[DATASET ENTRIES]
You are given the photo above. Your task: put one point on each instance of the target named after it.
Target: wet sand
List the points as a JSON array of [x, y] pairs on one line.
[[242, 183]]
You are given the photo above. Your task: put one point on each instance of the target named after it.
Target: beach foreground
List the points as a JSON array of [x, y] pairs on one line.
[/DATASET ENTRIES]
■ EXERCISE INSTRUCTIONS ■
Restate the records above word for word.

■ SOLUTION ■
You are given the photo above. Your task: put one point on each instance of the target named after it.
Target: wet sand
List the points as a JSON array of [x, y] pairs on one line.
[[242, 183]]
You are given the photo above. Your task: put one point on each instance of the target named after it.
Target: beach foreground
List the points as a JSON array of [x, y] pairs on one line.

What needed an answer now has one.